Task objective
Report every line of the material below that contains the string "target", matching case exactly.

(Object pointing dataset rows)
--------------------------------

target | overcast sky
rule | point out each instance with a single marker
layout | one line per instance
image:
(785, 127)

--------------------------------

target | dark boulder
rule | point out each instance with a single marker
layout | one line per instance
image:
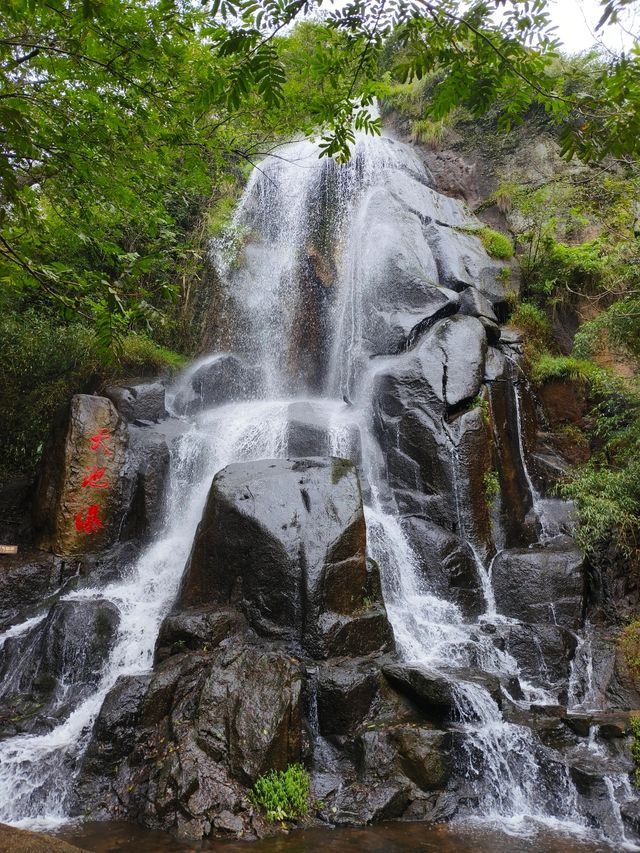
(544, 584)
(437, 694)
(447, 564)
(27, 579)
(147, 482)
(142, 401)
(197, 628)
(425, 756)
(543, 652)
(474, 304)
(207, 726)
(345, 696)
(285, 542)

--------------------------------

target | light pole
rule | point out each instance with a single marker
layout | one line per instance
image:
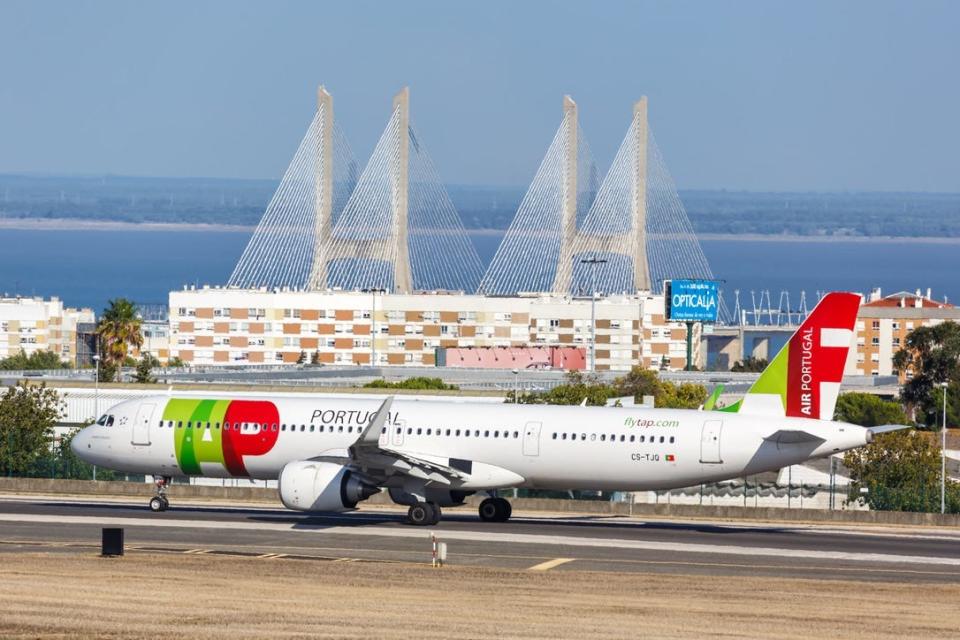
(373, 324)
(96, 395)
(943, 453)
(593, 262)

--------------------------------

Written response
target | overcast sky
target | dark boulder
target | light pole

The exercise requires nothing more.